#### [Source excerpt]
* * * * * * * * *

When prev_cpu == max_spare_cap_cpu, we are evaluating the energy again for the
same CPU below. That could have been skipped by returning prev_cpu when
prev_cpu == max_spare_cap_cpu.

>
> /*
> @@ -6445,9 +6434,10 @@ static int find_energy_efficient_cpu(struct task_struct *p, int prev_cpu)
>
> /* Evaluate the energy impact of using this CPU. */
> if (max_spare_cap_cpu >= 0) {
> - cur_energy = compute_energy(p, max_spare_cap_cpu, head);
> - if (cur_energy < best_energy) {
> - best_energy = cur_energy;
> + cur_delta = compute_energy(p, max_spare_cap_cpu, pd);
> + cur_delta -= base_energy_pd;
> + if (cur_delta < best_delta) {
> + best_delta = cur_delta;
> best_energy_cpu = max_spare_cap_cpu;
> }
> }
> @@ -6459,10 +6449,10 @@ static int find_energy_efficient_cpu(struct task_struct *p, int prev_cpu)
> * Pick the best CPU if prev_cpu cannot be used, or if it saves at
> * least 6% of the energy used by prev_cpu.
> */
> - if (prev_energy == ULONG_MAX)
> + if (prev_delta == ULONG_MAX)
> return best_energy_cpu;
>
> - if ((prev_energy - best_energy) > (prev_energy >> 4))
> + if ((prev_delta - best_delta) > ((prev_delta + base_energy) >> 4))
> return best_energy_cpu;
>
> return prev_cpu;
> --
> 2.22.1
>

Thanks,
Pavan

--
Qualcomm India Private Limited, on behalf of Qualcomm Innovation Center, Inc.

* * * * * * * * *

#### [Material]
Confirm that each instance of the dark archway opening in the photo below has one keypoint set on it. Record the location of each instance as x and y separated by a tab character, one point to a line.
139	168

* * * * * * * * *

#### [Exercises]
**1.** Decide whether each statement agrees with the patch review excerpt. For each, answer yes or no and quote the words of the excerpt that decide it.
(a) The reviewer points out that when prev_cpu equals max_spare_cap_cpu, the energy is evaluated again for the same CPU.
(b) The code comment says the best CPU is picked if it saves at least 10% of the energy used by prev_cpu.
(c) In the new code, the comparison that decides the best CPU uses cur_delta and best_delta.
**2.** Please reproduce the patch review excerpt between "When prev_cpu == max_spare_cap_cpu, we" and "prev_cpu == max_spare_cap_cpu.", inclusive.

#### [Final results]
**1.**
(a) Yes: "When prev_cpu == max_spare_cap_cpu, we are evaluating the energy again for the same CPU below."
(b) No: "least 6% of the energy used by prev_cpu."
(c) Yes: "if (cur_delta < best_delta) {"

**2.**
When prev_cpu == max_spare_cap_cpu, we are evaluating the energy again for the
same CPU below. That could have been skipped by returning prev_cpu when
prev_cpu == max_spare_cap_cpu.